BRANO
►

MILANO – In Italia la scena dello specialty, le tostature più chiare, monorigini, sono tutti concetti un po’ sconosciuti e ancora molto da sviluppare: questa verità è ancora più presente al sud dello Stivale, dove il rito dell’espresso è una tradizione che si porta dietro parecchi limiti lungo lo sviluppo di una filiera più sostenibile per l’ambiente, per le società all’origine del chicco e per l’innalzamento della qualità della stessa bevanda. Proprio per questo incontrare torrefattori giovani che hanno voglia di cambiare le cose a partire dalla propria attività, ha una valenza importante per tutto il settore: ecco che su questi temi ci siamo confrontati con Luigi Paternoster, che ha preso l’attività di famiglia Pierre Cafè pugliese e l’ha trasformata in un’impresa aperta all’internazionalizzazione.
Paternoster, un torrefattore del sud che parla di specialty: com’è la scena in Puglia? Difficile da educare?
“In realtà sono stato tra i primi in Italia a lavorare con gli specialty, in seguito ad un’esperienza all’estero grazie alla quale ho iniziato a interessarmi alla Third Wave: ho provato a portare ciò che avevo appreso a casa, in provincia di Bari. Abbiamo fatto diverse esperienze in dieci anni, da allora sino a oggi: abbiamo iniziato a gamba tesa, sono arrivato con lo spirito del purista, e ho portato gli specialty ai clienti di mio padre, perdendoli tutti – ride Paternoster – La mia visione però era quella giusta, perché nel lungo termine sono riuscito a selezionare la clientela della mia zona, nel resto d’Italia e anche quella all’estero.
Ho iniziato con gli specialty e poi però mi sono accorto che allontanavo la gente anziché avvicinarla e allora ho cambiato strategia: ho voluto proporre in alternativa anche miscele con Robusta, ma sempre di qualità. Mi sono così appassionato anche al mondo di questa varietà botanica, oltre che al prodotto specialty.
Ho realizzato che c’è un po’ un pregiudizio su questa varietà. Ma a me piace tostare e sperimentare nel mio lavoro e andare più in profondità sulla materia prima: così ho voluto tentare con un metodo di cottura differente per la Robusta. È risaputo che ne esistono di qualità, io stesso ne ho assaggiato che erano davvero particolari e sembravano delle Arabica. Certo, essendo competitiva sul prezzo, anche le lavorazioni sono di bassa qualità. Ma se raccolta e lavorata in un certo modo, può dare grandi soddisfazioni.

◄

QUESITO
Riproduca fedelmente la parte del brano sul caffè specialty in Puglia che inizia con «Ho iniziato con» e termina con «al prodotto specialty.». Le righe riportate di seguito non hanno alcun legame con il brano.

DATI FORNITI
►

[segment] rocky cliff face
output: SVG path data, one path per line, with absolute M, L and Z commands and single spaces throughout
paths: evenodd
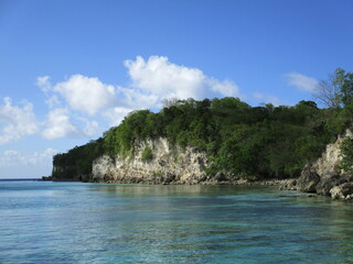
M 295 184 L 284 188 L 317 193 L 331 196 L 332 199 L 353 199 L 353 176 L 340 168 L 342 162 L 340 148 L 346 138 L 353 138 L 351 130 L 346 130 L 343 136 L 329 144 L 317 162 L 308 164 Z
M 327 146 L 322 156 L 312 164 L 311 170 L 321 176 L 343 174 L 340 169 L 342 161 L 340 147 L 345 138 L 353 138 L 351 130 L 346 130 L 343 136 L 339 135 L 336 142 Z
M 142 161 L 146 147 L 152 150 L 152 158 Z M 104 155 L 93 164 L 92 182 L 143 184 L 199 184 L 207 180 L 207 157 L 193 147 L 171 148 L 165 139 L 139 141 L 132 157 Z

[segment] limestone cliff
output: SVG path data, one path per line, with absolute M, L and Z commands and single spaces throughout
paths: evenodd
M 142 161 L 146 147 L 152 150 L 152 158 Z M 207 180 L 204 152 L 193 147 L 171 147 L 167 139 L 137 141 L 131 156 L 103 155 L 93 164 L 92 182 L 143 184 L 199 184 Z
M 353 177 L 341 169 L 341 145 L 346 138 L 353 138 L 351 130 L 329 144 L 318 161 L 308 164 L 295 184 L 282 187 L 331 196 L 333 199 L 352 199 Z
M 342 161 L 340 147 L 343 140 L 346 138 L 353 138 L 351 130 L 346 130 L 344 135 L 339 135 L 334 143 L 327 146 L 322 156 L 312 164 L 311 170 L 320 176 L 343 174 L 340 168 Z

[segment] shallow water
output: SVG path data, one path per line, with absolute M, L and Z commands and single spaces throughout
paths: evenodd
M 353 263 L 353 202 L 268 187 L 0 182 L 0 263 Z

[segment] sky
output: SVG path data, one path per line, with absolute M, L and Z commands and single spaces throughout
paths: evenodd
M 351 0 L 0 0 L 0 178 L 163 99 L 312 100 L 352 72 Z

◄
►

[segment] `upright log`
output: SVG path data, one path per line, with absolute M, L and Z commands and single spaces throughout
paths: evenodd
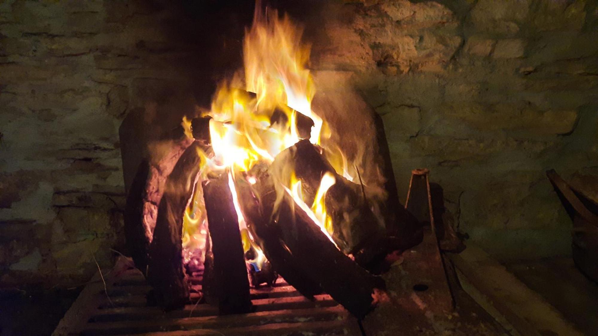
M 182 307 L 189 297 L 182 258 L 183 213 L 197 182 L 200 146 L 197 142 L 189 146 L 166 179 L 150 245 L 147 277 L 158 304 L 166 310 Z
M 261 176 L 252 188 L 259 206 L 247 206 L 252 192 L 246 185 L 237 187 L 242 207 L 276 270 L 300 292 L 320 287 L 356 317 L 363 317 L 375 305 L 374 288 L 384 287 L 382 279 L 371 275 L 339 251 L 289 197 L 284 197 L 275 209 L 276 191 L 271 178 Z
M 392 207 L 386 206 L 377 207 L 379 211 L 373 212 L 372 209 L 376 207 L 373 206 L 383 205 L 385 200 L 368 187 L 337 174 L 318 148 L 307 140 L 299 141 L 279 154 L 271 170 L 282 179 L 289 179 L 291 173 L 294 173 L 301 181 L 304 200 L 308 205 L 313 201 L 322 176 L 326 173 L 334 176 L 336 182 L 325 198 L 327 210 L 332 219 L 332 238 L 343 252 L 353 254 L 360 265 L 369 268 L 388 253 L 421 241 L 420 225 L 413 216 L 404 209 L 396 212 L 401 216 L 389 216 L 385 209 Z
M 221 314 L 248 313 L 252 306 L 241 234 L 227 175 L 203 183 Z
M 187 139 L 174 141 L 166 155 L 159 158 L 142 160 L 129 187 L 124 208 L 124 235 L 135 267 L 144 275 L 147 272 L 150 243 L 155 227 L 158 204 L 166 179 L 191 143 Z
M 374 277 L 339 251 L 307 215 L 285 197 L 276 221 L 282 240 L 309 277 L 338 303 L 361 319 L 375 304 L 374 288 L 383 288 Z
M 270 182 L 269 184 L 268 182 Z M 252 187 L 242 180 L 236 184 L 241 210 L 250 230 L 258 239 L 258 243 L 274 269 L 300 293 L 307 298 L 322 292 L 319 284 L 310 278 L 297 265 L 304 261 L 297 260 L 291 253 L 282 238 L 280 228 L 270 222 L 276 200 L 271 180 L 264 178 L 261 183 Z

◄
►

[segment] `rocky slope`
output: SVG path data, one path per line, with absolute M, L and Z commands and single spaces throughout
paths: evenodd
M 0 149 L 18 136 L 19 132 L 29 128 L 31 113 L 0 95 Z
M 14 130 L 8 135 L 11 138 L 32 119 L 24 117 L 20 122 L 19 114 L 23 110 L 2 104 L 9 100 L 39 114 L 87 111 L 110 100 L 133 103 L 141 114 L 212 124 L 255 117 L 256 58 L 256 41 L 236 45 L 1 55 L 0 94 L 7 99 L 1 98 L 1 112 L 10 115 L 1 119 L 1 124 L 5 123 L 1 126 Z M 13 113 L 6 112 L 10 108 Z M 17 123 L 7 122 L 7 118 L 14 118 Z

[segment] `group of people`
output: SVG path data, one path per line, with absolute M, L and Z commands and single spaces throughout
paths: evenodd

◄

SOLUZIONE
Ho iniziato con gli specialty e poi però mi sono accorto che allontanavo la gente anziché avvicinarla e allora ho cambiato strategia: ho voluto proporre in alternativa anche miscele con Robusta, ma sempre di qualità. Mi sono così appassionato anche al mondo di questa varietà botanica, oltre che al prodotto specialty.